■ **QUOTED PASSAGE**
# # # # #
Sunday, June 1, 2014

My Final Essay

 As I move on to the next level in my life I want to leave high school with no regret, but I know I am going to leave with regret. The should have, could have, would have is going to go through my mind as i get older and wiser and I'm sure so is everyone else. "I wish i would have studied more", "I Should have done a sport", "I could have gone to Africa, Hawaii, and Yosemite, but I didn't". But for now I just want to leave knowing I tried my best and I had fun.

Seeing all of my colleagues present there masterpieces was great. to see the passion and emotion in their eyes and the way they talk about it was amazing. I have some high respect for the ones that put themselves out there and to take down their guards for us to see who they really are and to conquer their fears. Sam stuck out to me because she was so quiet all year and to see her go up there and talk for 10 + minutes was great. and i know how hard it is to speak in front of a large body of people because i still get nervous when I speak in front of people but i do it anyways. she did awesome, so proud of her.

I felt that others thought of my presentation as boring and I hate that but, I understand that everyone has their own interest. I love talking about Physical therapy and the rush it gives me when I talk to patients and help the overcome their injury or disability is amazing. I wish it wasn't as boring to them, but we all get interested in different things and that is why I am doing to continue my education after high school at Hancock to major in kinesiology and anatomy so I can learn and become 100% passionate about Physical therapy and have a career in it. If it doesn't work out then i will switch my major to agriculture and stick to what I know and what I'm comfortable with.
# # # # #
■ **REQUIRED ACTIONS**
• a. Please print the part of the essay from "My Final Essay" up to and including "and I had fun.".
• b. In one to three sentences, explain why Sam stood out to the writer of the essay.
The material after this is not needed.

■ **GIVEN RECORDS**
# # # # #
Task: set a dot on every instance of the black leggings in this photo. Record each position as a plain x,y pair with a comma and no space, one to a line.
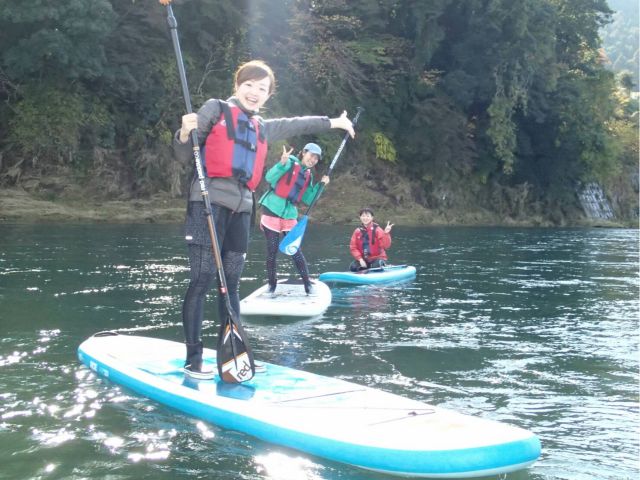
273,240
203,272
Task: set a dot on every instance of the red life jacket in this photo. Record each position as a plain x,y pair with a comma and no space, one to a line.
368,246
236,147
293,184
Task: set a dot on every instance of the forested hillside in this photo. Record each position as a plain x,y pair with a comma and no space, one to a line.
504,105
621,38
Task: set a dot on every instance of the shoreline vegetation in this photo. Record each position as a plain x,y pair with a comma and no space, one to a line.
# # # # #
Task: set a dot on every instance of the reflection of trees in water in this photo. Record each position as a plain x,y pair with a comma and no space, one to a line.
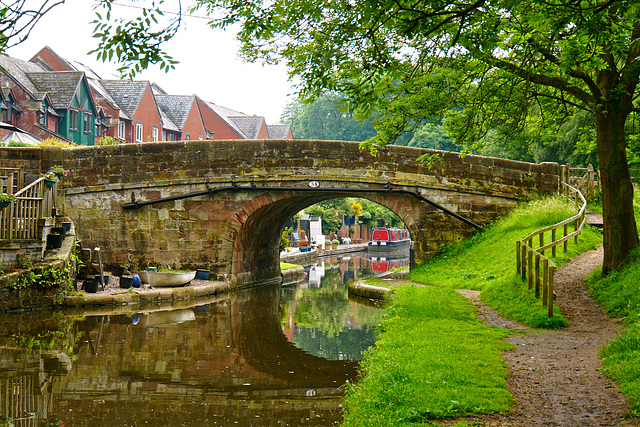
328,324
# # # # #
■ **ANSWERS FOR THE EXERCISE**
• a.
My Final Essay

 As I move on to the next level in my life I want to leave high school with no regret, but I know I am going to leave with regret. The should have, could have, would have is going to go through my mind as i get older and wiser and I'm sure so is everyone else. "I wish i would have studied more", "I Should have done a sport", "I could have gone to Africa, Hawaii, and Yosemite, but I didn't". But for now I just want to leave knowing I tried my best and I had fun.

• b. Sam stood out because she had been so quiet all year. Seeing her go up and talk for more than 10 minutes was great.